CactusPC Forum is one of the conferences I most enjoy because it always try to look at the big picture. Esther Dyson opened the conference by announcing that her company, Edventure Holdings, has been acquired by CNET (see full press release for details). The agenda this year is focused on looking at the world and the US political scene through the lens of IT. The opening day of the conference was about "Globalization".

The first panel was about worldwide economic development, free trade, and the impact of "off-shoring". Narayana Murthy, Chairman, Infosys Technologies (and one of the many good speakers/panelists at the conference) made a really good point that the various geographies of the world will ultimately see value in "coming together" and will begin to break down barriers. His proof point was how the European Union came together for that very reason. Louis Rosenthal, Executive VP, ABN AMRO Services Company was skeptical about this point and believs that in some cases the barriers have actually increased. He also expressed a view that much of the debate about "off-shoring" is political noise that will go away after the U.S. elections. The others on the panel viewed the issues as more fundamental. Off-shoring is missing the bigger point which is that the world is globalizing. Diana Farrell, Director, McKinsey Global Institute said "competition is at the heart of productivity". The bottom line was a view that globalization means new markets and new jobs as long as countries don’t over-regulate.
■ ■ ■ ■ ■
● **SET TASK**
Please copy the whole conference write-up word for word. Rely only on the conference write-up above.
■ ■ ■ ■ ■
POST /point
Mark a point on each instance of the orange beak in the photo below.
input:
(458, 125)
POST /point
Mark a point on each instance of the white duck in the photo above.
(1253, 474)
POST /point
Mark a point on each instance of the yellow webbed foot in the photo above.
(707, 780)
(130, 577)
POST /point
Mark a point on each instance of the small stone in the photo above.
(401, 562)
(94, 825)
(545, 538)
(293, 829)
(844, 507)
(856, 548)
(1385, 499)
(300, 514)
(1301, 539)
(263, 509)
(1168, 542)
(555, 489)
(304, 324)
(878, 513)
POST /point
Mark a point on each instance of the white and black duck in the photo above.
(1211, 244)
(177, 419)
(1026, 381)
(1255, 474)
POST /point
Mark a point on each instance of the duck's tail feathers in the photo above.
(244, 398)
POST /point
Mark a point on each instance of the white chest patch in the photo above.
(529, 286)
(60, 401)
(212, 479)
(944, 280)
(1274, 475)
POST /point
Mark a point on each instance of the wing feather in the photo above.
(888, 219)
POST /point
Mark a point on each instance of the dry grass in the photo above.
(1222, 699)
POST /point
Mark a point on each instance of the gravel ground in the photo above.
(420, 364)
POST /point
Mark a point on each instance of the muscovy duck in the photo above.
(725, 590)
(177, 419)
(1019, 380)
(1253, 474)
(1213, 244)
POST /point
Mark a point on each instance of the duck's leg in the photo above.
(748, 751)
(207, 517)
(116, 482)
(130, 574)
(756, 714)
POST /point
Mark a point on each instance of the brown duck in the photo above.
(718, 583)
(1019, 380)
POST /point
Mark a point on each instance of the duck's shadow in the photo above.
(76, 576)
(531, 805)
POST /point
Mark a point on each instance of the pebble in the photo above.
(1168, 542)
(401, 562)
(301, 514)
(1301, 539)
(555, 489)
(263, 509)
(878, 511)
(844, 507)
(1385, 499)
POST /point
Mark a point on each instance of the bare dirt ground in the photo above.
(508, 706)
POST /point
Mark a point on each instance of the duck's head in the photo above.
■ ■ ■ ■ ■
● **ANSWER TO THIS TASK**
CactusPC Forum is one of the conferences I most enjoy because it always try to look at the big picture. Esther Dyson opened the conference by announcing that her company, Edventure Holdings, has been acquired by CNET (see full press release for details). The agenda this year is focused on looking at the world and the US political scene through the lens of IT. The opening day of the conference was about "Globalization".

The first panel was about worldwide economic development, free trade, and the impact of "off-shoring". Narayana Murthy, Chairman, Infosys Technologies (and one of the many good speakers/panelists at the conference) made a really good point that the various geographies of the world will ultimately see value in "coming together" and will begin to break down barriers. His proof point was how the European Union came together for that very reason. Louis Rosenthal, Executive VP, ABN AMRO Services Company was skeptical about this point and believs that in some cases the barriers have actually increased. He also expressed a view that much of the debate about "off-shoring" is political noise that will go away after the U.S. elections. The others on the panel viewed the issues as more fundamental. Off-shoring is missing the bigger point which is that the world is globalizing. Diana Farrell, Director, McKinsey Global Institute said "competition is at the heart of productivity". The bottom line was a view that globalization means new markets and new jobs as long as countries don’t over-regulate.